● Exercise brief:
Once you reach the line that contains "Guideline: put one point on each instance of the metal pole", retype it and each later line exactly as written, stopping only at the end of the listing.

● Data for analysis:
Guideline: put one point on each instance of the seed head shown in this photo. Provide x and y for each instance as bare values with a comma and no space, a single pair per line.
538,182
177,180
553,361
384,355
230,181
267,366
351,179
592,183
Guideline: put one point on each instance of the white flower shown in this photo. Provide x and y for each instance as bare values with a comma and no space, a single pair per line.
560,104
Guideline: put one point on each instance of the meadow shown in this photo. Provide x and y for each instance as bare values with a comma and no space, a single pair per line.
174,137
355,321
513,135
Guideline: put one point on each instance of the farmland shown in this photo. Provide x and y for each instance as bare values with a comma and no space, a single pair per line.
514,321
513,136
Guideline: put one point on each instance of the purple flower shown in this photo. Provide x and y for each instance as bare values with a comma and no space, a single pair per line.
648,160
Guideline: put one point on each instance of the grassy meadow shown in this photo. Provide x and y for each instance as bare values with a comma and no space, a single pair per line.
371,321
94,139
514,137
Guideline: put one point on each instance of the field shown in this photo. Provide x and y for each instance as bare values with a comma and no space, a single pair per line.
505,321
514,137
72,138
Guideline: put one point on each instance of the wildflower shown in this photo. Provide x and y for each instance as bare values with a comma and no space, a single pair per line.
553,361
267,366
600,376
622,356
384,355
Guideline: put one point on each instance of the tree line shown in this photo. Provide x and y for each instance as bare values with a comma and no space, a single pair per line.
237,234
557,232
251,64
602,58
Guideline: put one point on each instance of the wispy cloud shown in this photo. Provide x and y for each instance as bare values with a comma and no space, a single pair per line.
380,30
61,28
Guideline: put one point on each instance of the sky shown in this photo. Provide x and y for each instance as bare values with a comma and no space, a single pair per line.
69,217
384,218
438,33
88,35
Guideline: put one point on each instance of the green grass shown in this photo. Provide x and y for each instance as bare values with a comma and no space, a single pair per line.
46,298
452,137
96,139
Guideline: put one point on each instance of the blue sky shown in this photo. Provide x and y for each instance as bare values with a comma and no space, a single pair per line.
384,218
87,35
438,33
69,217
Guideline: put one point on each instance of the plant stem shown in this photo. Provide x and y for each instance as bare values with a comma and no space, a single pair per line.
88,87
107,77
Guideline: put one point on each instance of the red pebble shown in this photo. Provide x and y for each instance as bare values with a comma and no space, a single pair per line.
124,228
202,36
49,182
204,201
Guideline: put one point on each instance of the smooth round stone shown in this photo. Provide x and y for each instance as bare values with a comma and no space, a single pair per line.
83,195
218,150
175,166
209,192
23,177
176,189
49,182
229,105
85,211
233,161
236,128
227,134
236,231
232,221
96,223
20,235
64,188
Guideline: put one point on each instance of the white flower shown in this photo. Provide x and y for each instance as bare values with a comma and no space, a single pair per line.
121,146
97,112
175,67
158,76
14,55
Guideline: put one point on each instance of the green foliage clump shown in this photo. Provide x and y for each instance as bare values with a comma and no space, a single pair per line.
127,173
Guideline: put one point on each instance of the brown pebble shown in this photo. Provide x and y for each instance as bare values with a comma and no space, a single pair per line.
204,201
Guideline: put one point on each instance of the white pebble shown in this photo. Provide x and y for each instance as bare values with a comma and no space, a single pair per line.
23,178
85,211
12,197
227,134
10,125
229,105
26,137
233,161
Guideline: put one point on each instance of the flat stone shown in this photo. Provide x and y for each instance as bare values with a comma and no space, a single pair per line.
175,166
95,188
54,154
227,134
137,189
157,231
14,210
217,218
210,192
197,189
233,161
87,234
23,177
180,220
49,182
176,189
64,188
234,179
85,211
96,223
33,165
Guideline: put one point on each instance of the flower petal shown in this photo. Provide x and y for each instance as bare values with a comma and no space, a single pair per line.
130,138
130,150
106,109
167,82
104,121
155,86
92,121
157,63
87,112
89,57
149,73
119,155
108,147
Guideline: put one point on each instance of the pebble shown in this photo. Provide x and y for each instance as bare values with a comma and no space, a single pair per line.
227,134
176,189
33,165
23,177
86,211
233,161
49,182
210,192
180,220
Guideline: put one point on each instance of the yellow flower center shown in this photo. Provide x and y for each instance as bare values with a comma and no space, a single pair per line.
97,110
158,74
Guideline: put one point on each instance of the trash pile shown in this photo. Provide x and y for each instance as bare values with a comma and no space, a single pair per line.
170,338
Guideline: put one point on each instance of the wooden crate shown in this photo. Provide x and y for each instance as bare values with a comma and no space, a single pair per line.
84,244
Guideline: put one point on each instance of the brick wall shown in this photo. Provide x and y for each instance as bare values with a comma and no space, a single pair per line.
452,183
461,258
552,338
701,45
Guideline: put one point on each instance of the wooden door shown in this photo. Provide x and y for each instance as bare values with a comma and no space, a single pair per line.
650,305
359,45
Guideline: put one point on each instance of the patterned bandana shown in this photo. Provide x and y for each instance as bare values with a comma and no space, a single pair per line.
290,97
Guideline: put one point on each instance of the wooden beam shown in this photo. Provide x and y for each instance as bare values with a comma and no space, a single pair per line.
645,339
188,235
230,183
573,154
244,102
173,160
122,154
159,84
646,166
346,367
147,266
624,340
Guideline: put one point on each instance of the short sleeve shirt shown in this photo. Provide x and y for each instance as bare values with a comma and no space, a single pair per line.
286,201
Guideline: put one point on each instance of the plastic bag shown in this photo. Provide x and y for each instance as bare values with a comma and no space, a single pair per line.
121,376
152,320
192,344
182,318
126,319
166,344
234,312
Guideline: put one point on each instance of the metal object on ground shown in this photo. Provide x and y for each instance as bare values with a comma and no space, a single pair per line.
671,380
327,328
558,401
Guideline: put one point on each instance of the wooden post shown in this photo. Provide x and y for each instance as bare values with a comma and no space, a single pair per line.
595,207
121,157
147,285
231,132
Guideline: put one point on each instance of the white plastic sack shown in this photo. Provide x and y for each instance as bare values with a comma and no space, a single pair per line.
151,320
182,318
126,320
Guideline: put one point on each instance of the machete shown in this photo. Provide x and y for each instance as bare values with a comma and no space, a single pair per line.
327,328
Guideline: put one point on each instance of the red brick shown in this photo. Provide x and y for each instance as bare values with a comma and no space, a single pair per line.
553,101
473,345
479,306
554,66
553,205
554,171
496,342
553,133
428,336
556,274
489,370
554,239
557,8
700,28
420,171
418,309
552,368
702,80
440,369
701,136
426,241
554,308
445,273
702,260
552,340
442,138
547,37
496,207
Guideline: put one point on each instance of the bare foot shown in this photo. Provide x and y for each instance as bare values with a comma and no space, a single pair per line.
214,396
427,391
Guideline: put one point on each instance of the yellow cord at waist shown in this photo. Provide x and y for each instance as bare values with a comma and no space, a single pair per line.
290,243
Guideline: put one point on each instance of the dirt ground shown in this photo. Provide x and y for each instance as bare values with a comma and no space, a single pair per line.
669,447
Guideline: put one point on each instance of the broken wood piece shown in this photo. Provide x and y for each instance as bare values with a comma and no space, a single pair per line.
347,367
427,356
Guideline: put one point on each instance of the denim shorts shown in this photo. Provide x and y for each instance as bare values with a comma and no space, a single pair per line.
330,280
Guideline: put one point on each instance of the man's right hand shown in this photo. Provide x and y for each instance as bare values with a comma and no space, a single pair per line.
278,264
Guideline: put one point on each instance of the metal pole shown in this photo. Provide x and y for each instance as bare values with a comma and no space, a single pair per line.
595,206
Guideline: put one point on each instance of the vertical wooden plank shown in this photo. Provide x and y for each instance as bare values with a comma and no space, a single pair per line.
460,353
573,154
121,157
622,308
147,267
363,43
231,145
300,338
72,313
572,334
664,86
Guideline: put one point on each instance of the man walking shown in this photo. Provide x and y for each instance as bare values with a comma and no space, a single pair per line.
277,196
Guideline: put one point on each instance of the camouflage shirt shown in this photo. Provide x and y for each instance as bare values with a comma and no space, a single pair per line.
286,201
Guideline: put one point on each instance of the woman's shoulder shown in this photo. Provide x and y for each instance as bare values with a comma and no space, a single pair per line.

● Output:
Guideline: put one point on each instance of the metal pole shown in this photo. Provide x and y for each instance as bare values with a comma and no space, a single pair per line.
595,206
Guideline: put one point on each instance of the vertical wooden plank shown in this photo. Provide x and y for each instance as bare values with a comma and no space, a single pair per line.
460,353
573,154
121,157
622,308
147,267
363,43
231,145
300,338
72,313
572,334
664,86
Guideline: put one point on each instance of the man walking shown in this photo. Provide x and y for each instance as bare values with a comma and no space, a single pair per line.
277,196
Guideline: put one point on each instance of the camouflage shirt shown in this photo. Provide x and y for each instance as bare values with a comma and no space, a single pair per line.
286,201
Guideline: put one point on each instance of the woman's shoulder shown in this photo. Provide x and y for each instance as bare values with a comma and no space, a single pair per line.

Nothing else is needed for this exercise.